* What you will do
Copy every one of the records below word for word, without changing anything.

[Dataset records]

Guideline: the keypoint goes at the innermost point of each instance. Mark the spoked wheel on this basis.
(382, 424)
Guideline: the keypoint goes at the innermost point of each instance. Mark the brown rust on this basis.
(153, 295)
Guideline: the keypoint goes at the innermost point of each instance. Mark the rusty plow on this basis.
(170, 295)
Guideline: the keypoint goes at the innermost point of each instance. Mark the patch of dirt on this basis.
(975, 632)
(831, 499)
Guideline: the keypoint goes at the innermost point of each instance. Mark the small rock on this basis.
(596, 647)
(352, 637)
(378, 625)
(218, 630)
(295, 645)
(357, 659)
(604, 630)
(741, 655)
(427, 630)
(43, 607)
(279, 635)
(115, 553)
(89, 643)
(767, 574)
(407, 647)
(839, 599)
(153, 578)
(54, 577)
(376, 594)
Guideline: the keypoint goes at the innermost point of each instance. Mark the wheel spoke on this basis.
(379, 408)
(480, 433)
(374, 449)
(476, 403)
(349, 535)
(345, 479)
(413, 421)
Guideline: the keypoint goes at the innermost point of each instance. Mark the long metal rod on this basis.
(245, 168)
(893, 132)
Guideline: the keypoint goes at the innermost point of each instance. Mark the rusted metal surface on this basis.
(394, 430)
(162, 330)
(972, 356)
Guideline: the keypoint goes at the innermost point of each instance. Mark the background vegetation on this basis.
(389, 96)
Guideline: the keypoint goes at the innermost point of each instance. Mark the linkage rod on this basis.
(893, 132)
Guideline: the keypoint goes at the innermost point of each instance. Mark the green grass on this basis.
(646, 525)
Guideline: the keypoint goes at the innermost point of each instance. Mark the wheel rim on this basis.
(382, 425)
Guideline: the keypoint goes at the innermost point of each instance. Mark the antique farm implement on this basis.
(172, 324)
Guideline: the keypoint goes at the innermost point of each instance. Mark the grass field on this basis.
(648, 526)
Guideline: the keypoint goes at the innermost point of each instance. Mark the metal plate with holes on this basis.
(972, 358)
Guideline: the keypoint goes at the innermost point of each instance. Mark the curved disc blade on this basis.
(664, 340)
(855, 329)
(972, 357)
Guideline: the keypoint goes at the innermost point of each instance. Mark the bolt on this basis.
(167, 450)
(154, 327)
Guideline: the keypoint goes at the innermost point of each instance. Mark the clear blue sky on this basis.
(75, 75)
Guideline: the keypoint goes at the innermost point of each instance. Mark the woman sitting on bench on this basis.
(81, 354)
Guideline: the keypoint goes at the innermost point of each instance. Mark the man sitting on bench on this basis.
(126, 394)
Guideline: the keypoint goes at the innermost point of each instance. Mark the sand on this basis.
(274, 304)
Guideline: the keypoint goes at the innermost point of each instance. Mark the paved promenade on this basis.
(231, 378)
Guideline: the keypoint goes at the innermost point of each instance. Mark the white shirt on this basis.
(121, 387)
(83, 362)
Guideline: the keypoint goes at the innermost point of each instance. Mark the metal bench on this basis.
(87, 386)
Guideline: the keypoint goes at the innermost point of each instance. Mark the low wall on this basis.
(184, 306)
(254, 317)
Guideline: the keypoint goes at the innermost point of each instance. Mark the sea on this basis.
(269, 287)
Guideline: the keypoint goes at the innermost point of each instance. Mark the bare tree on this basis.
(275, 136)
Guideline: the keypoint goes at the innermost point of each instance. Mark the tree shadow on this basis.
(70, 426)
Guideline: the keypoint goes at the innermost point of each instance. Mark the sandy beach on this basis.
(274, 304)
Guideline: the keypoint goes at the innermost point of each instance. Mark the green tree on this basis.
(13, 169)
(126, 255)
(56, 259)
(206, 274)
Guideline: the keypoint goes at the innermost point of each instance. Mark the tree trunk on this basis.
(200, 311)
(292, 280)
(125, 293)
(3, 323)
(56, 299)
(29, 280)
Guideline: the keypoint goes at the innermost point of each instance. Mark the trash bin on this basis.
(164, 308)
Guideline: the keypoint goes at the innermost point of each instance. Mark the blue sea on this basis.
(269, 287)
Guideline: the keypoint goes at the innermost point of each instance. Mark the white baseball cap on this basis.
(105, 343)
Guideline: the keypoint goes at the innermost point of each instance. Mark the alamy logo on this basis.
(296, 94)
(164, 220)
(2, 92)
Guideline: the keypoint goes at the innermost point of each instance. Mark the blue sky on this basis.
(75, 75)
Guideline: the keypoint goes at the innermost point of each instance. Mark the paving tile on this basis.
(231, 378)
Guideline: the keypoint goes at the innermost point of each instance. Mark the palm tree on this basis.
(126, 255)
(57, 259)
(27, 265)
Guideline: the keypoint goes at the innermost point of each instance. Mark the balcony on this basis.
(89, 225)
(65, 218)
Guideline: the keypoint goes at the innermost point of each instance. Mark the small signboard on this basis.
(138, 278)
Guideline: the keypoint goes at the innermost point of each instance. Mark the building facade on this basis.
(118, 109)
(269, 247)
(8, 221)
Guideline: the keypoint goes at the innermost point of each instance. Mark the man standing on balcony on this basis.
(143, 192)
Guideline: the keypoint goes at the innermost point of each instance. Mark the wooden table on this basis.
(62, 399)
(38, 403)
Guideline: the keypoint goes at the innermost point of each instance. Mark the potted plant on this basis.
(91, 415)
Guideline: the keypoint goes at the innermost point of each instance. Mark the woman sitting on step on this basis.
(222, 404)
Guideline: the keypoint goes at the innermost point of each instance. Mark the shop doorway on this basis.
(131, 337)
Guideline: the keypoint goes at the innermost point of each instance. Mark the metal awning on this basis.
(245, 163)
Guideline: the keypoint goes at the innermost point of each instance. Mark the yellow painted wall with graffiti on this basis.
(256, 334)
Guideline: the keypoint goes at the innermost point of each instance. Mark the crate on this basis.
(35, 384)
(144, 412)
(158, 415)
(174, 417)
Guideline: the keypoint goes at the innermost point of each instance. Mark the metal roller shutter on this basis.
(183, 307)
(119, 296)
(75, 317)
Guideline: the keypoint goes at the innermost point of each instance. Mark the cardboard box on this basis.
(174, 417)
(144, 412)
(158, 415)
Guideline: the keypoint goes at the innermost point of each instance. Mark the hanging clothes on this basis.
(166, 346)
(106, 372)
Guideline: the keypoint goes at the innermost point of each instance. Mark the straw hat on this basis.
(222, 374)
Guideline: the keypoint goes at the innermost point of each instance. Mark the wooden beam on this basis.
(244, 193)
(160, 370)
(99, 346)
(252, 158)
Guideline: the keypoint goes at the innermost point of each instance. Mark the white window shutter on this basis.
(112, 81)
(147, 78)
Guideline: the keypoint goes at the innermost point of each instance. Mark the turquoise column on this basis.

* Solution
Guideline: the keypoint goes at the innermost point of each instance. Mark the spoked wheel on this basis.
(382, 424)
Guideline: the keypoint goes at the innermost point of each instance. Mark the brown rust on this basis.
(153, 295)
Guideline: the keypoint goes at the innermost point of each instance. Mark the rusty plow on this basis.
(170, 295)
Guideline: the keypoint goes at the innermost point of each instance. Mark the patch of dirt on this basis.
(975, 632)
(831, 499)
Guideline: the keypoint goes at the innermost point of each instance. Mark the small rock on this basis.
(596, 647)
(352, 637)
(378, 625)
(218, 630)
(295, 645)
(357, 659)
(604, 630)
(741, 655)
(427, 630)
(43, 607)
(279, 635)
(115, 553)
(89, 643)
(767, 574)
(407, 647)
(839, 599)
(153, 578)
(54, 577)
(376, 594)
Guideline: the keypoint goes at the innermost point of each instance. Mark the wheel spoke on this basis.
(379, 408)
(480, 433)
(374, 449)
(476, 403)
(349, 535)
(345, 479)
(413, 421)
Guideline: the keypoint goes at the innermost point of each instance. Mark the long metal rod on this basis.
(245, 168)
(893, 132)
Guideline: the keypoint goes at the innermost point of each instance. Mark the rusted metal surface on this basis.
(394, 430)
(162, 330)
(972, 356)
Guideline: the keypoint goes at the innermost point of each instance. Mark the background vegetation on this basis.
(389, 96)
Guideline: the keypoint goes at the innermost point of each instance. Mark the linkage rod on this basis.
(893, 132)
Guideline: the keypoint goes at the innermost point of each instance. Mark the green grass on this basis.
(646, 525)
Guideline: the keypoint goes at the innermost point of each instance. Mark the wheel rim on this basis.
(382, 425)
Guideline: the keypoint goes at the innermost point of each instance. Mark the antique farm implement on this basis.
(172, 324)
Guideline: the keypoint goes at the innermost point of each instance. Mark the grass field on this basis.
(648, 526)
Guideline: the keypoint goes at the innermost point of each instance. Mark the metal plate with holes on this basis.
(972, 358)
Guideline: the keypoint goes at the innermost point of each instance. Mark the curved disc blade on this basis.
(664, 340)
(855, 329)
(972, 357)
Guideline: the keypoint goes at the innermost point of each instance. Mark the bolt on this basis.
(167, 450)
(154, 327)
Guideline: the keypoint goes at the innermost point of each instance. Mark the clear blue sky on this basis.
(75, 75)
Guideline: the keypoint goes at the innermost point of each instance. Mark the woman sitting on bench on this basis.
(81, 354)
Guideline: the keypoint goes at the innermost point of each instance. Mark the man sitting on bench on this basis.
(126, 394)
Guideline: the keypoint goes at the innermost point of each instance. Mark the sand on this basis.
(274, 304)
Guideline: the keypoint goes at the innermost point of each instance. Mark the paved promenade on this basis.
(231, 378)
Guideline: the keypoint goes at the innermost point of each instance. Mark the white shirt on this basis.
(121, 387)
(83, 362)
Guideline: the keypoint goes at the innermost point of each instance. Mark the metal bench on this basis.
(87, 386)
Guideline: the keypoint goes at the innermost point of each instance. Mark the low wall on this basis.
(184, 306)
(254, 317)
Guideline: the keypoint goes at the innermost point of each instance. Mark the sea on this basis.
(269, 287)
Guideline: the keypoint goes at the innermost point of each instance. Mark the bare tree on this basis.
(275, 136)
Guideline: the keypoint goes at the innermost point of each instance. Mark the tree shadow on this basis.
(70, 426)
Guideline: the keypoint goes at the innermost point of each instance. Mark the sandy beach on this basis.
(274, 304)
Guideline: the keypoint goes at the innermost point of each instance. Mark the green tree on this basis.
(13, 169)
(126, 255)
(56, 259)
(206, 274)
Guideline: the keypoint goes at the innermost point of each instance. Mark the tree trunk on this basis.
(200, 311)
(292, 280)
(125, 293)
(3, 323)
(56, 299)
(29, 280)
Guideline: the keypoint goes at the innermost point of each instance. Mark the trash bin on this basis.
(164, 308)
Guideline: the keypoint goes at the innermost point of each instance. Mark the blue sea on this basis.
(269, 287)
Guideline: the keypoint goes at the innermost point of each instance. Mark the white baseball cap on this basis.
(105, 343)
Guideline: the keypoint goes at the innermost point of each instance. Mark the alamy logo on this basis.
(296, 94)
(164, 220)
(2, 92)
Guideline: the keypoint goes at the innermost point of each instance. Mark the blue sky on this basis.
(75, 75)
Guideline: the keypoint goes at the innermost point of each instance. Mark the paving tile on this basis.
(231, 378)
Guideline: the keypoint goes at the innermost point of each instance. Mark the palm tree on this basis.
(126, 255)
(57, 259)
(27, 265)
Guideline: the keypoint goes at the innermost point of each instance. Mark the balcony on this basis.
(89, 225)
(65, 218)
Guideline: the keypoint goes at the innermost point of each instance. Mark the small signboard on this basis.
(138, 278)
Guideline: the keypoint goes at the innermost point of each instance. Mark the building facade on this basis.
(118, 109)
(269, 247)
(8, 221)
Guideline: the keypoint goes at the innermost point of each instance. Mark the man standing on balcony on this basis.
(143, 192)
Guideline: the keypoint goes at the innermost point of each instance. Mark the wooden table on this basis.
(62, 399)
(38, 403)
Guideline: the keypoint goes at the innermost point of each instance. Mark the potted plant on this basis.
(91, 415)
Guideline: the keypoint goes at the innermost point of each instance. Mark the woman sitting on step on this basis.
(222, 404)
Guideline: the keypoint goes at the innermost point of each instance. Mark the shop doorway on this basis.
(131, 337)
Guideline: the keypoint goes at the innermost point of each instance. Mark the metal awning on this basis.
(245, 163)
Guideline: the keypoint goes at the innermost point of each instance. Mark the yellow painted wall with graffiti on this basis.
(256, 334)
Guideline: the keypoint goes at the innermost point of each instance. Mark the crate on this basis.
(35, 384)
(144, 412)
(158, 415)
(174, 417)
Guideline: the keypoint goes at the innermost point of each instance. Mark the metal roller shutter on this basis.
(183, 307)
(119, 296)
(75, 317)
Guideline: the keypoint goes at the innermost point of each instance. Mark the cardboard box on this basis.
(174, 417)
(144, 412)
(158, 415)
Guideline: the keypoint goes at the innermost point of each instance. Mark the hanging clothes on this basis.
(166, 346)
(106, 372)
Guideline: the keypoint goes at the innermost point of each instance. Mark the straw hat on this basis.
(222, 374)
Guideline: the keypoint goes at the innermost point of each instance. Mark the wooden beam on this basis.
(244, 193)
(160, 370)
(99, 346)
(252, 158)
Guideline: the keypoint goes at the innermost point of each instance. Mark the white window shutter on this basis.
(112, 81)
(147, 78)
Guideline: the keypoint goes at the innermost point of each instance. Mark the turquoise column on this basis.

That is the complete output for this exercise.